The European Green Capital and Green Leaf award winners were announced in a ceremony on the 8th of October in Lisbon, the current Green Capital. Commissioner Virginijus Sinkevicius awarded Grenoble as the Green Capital of 2022. The Green Leaf award, for cities with less than 100.000 inhabitants went to Gabrovo in Bulgaria and Lappeenranta in Finland.

The winners and finalists of the green city awards have proven to be resilient and shown that, even in the most difficult circumstances like this year’s, rapid changes are possible (Commissioner Virginijus Sinkevicius).

An expert jury looked at four different cities and twelve indicators. Grenoble was awarded the Green Capital title because it scored exceptionally high in climate mitigation and adaptation. The city was granted 350.000 euros to start a ‘green year’ full of sustainable initiatives and events. Éric Piolle, the Mayor of Grenoble stated that:

We all need to adapt our way of life and I am sure that being a European Green Capital will help us to go further.

(Excerpts from a dataset)

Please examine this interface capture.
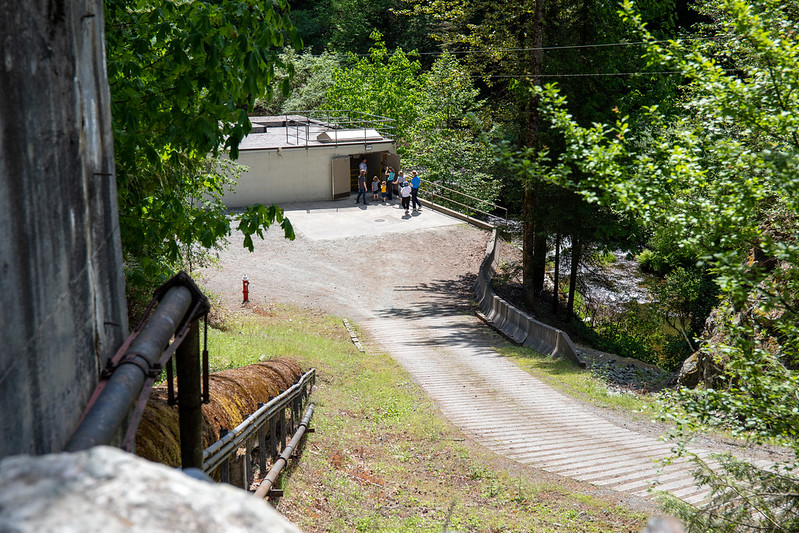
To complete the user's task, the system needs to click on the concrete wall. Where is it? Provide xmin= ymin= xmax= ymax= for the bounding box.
xmin=0 ymin=0 xmax=128 ymax=457
xmin=223 ymin=143 xmax=395 ymax=207
xmin=474 ymin=230 xmax=586 ymax=367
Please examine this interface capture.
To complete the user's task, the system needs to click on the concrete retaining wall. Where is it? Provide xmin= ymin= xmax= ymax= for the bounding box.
xmin=475 ymin=230 xmax=585 ymax=367
xmin=0 ymin=0 xmax=128 ymax=458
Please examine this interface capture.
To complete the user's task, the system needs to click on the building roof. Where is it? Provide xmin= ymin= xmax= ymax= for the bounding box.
xmin=239 ymin=115 xmax=394 ymax=150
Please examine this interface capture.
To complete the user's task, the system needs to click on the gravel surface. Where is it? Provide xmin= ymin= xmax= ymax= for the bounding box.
xmin=199 ymin=201 xmax=788 ymax=504
xmin=200 ymin=205 xmax=489 ymax=320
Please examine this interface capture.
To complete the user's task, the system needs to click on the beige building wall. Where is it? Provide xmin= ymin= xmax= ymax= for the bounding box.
xmin=223 ymin=142 xmax=396 ymax=208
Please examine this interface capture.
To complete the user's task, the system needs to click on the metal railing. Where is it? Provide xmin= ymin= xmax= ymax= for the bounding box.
xmin=284 ymin=109 xmax=397 ymax=146
xmin=202 ymin=368 xmax=316 ymax=490
xmin=419 ymin=179 xmax=508 ymax=223
xmin=64 ymin=272 xmax=210 ymax=468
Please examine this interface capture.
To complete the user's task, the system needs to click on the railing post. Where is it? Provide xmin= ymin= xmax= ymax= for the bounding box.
xmin=258 ymin=402 xmax=267 ymax=476
xmin=280 ymin=408 xmax=286 ymax=450
xmin=269 ymin=417 xmax=277 ymax=460
xmin=175 ymin=320 xmax=203 ymax=469
xmin=219 ymin=428 xmax=230 ymax=483
xmin=242 ymin=432 xmax=253 ymax=490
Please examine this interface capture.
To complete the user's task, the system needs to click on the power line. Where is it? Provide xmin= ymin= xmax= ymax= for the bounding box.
xmin=469 ymin=68 xmax=740 ymax=80
xmin=412 ymin=37 xmax=719 ymax=55
xmin=334 ymin=37 xmax=722 ymax=57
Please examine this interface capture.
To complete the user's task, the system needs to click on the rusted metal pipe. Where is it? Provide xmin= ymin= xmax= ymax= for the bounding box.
xmin=255 ymin=404 xmax=314 ymax=498
xmin=64 ymin=285 xmax=192 ymax=452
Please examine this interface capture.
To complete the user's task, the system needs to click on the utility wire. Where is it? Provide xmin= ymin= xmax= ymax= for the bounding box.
xmin=328 ymin=37 xmax=723 ymax=57
xmin=412 ymin=37 xmax=720 ymax=55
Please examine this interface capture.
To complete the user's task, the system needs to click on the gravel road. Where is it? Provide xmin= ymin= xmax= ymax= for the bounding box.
xmin=201 ymin=200 xmax=788 ymax=508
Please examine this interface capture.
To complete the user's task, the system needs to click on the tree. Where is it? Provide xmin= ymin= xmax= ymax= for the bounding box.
xmin=408 ymin=0 xmax=674 ymax=309
xmin=530 ymin=0 xmax=799 ymax=531
xmin=404 ymin=53 xmax=500 ymax=211
xmin=105 ymin=0 xmax=301 ymax=300
xmin=255 ymin=47 xmax=340 ymax=115
xmin=327 ymin=31 xmax=421 ymax=144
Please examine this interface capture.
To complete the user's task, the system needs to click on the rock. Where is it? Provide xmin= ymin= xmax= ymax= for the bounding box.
xmin=0 ymin=446 xmax=299 ymax=533
xmin=677 ymin=352 xmax=702 ymax=388
xmin=643 ymin=517 xmax=685 ymax=533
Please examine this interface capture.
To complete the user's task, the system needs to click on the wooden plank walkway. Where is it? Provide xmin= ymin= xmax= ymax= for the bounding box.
xmin=360 ymin=312 xmax=709 ymax=504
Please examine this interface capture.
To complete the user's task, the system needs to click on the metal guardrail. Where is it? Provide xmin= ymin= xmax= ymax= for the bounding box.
xmin=255 ymin=403 xmax=314 ymax=498
xmin=284 ymin=109 xmax=397 ymax=146
xmin=202 ymin=368 xmax=316 ymax=490
xmin=419 ymin=178 xmax=508 ymax=223
xmin=64 ymin=272 xmax=210 ymax=468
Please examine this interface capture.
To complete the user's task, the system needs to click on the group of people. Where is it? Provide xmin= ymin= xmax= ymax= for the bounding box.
xmin=355 ymin=159 xmax=422 ymax=215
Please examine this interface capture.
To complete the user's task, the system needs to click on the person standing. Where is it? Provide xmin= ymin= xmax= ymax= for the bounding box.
xmin=400 ymin=181 xmax=411 ymax=215
xmin=355 ymin=170 xmax=366 ymax=205
xmin=372 ymin=176 xmax=380 ymax=202
xmin=411 ymin=170 xmax=422 ymax=211
xmin=386 ymin=167 xmax=394 ymax=202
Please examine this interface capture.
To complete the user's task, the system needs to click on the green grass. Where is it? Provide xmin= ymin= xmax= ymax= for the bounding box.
xmin=209 ymin=308 xmax=645 ymax=532
xmin=497 ymin=346 xmax=656 ymax=418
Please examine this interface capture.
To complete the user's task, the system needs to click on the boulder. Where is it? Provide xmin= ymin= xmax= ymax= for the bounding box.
xmin=0 ymin=446 xmax=299 ymax=533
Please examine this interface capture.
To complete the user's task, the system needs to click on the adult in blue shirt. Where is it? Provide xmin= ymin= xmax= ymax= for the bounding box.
xmin=355 ymin=170 xmax=366 ymax=205
xmin=411 ymin=170 xmax=422 ymax=211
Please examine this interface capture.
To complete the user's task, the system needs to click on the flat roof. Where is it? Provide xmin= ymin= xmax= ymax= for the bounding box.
xmin=239 ymin=115 xmax=394 ymax=150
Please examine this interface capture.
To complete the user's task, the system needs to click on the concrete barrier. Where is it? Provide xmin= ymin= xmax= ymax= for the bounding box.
xmin=474 ymin=229 xmax=586 ymax=367
xmin=506 ymin=302 xmax=528 ymax=344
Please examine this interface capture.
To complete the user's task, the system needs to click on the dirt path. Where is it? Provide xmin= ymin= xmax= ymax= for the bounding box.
xmin=197 ymin=202 xmax=780 ymax=508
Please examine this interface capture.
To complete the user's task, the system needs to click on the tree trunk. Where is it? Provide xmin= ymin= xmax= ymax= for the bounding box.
xmin=566 ymin=235 xmax=582 ymax=318
xmin=552 ymin=232 xmax=560 ymax=316
xmin=520 ymin=0 xmax=547 ymax=309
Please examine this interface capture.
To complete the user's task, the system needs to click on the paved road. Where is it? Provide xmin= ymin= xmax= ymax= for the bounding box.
xmin=206 ymin=200 xmax=764 ymax=503
xmin=361 ymin=315 xmax=706 ymax=503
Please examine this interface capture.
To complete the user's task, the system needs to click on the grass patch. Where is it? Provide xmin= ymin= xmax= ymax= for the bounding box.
xmin=209 ymin=308 xmax=646 ymax=532
xmin=496 ymin=346 xmax=656 ymax=419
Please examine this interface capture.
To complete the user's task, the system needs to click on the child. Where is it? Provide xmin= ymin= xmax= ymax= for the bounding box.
xmin=400 ymin=181 xmax=411 ymax=215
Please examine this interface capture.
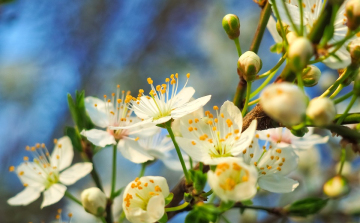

Task A:
Restate the paragraph of the text on the European Green Capital awards that begins "The European Green Capital and Green Leaf award winners" as a short bulleted list that keeps its main facts.
Task B:
Carry the text on the European Green Capital awards forward from the point at which it stops.
The records are not required for any of the work on this page.

Response area A:
- The winners were announced at a ceremony on October 8 in Lisbon, the current Green Capital.
- Commissioner Virginijus Sinkevicius named Grenoble the Green Capital of 2022.
- The Green Leaf award, for cities with fewer than 100,000 inhabitants, went to Gabrovo in Bulgaria and Lappeenranta in Finland.

Response area B:
Grenoble Alpes Metropole

Grenoble is a city surounded by nature, and home to one of our members, the periurban park Grenoble Alpes Métropole. Six open recreational areas, together forming 593 ha (195 ha are under the control of “Grenoble Alpes Métropole”) surround the city and are connected to this initiative, allowing 404.000 “city dwellers” to get in touch with nature. These areas are now preserved and reserved for recreational and educational activities such as outdoor sports and are important for the natural, historical and cultural heritage of the area. Without a doubt, these parks played a key role in the green cities’ success.

We congratulate the City of Grenoble and hope to see more of both the city and the surrounding natural areas in the following years!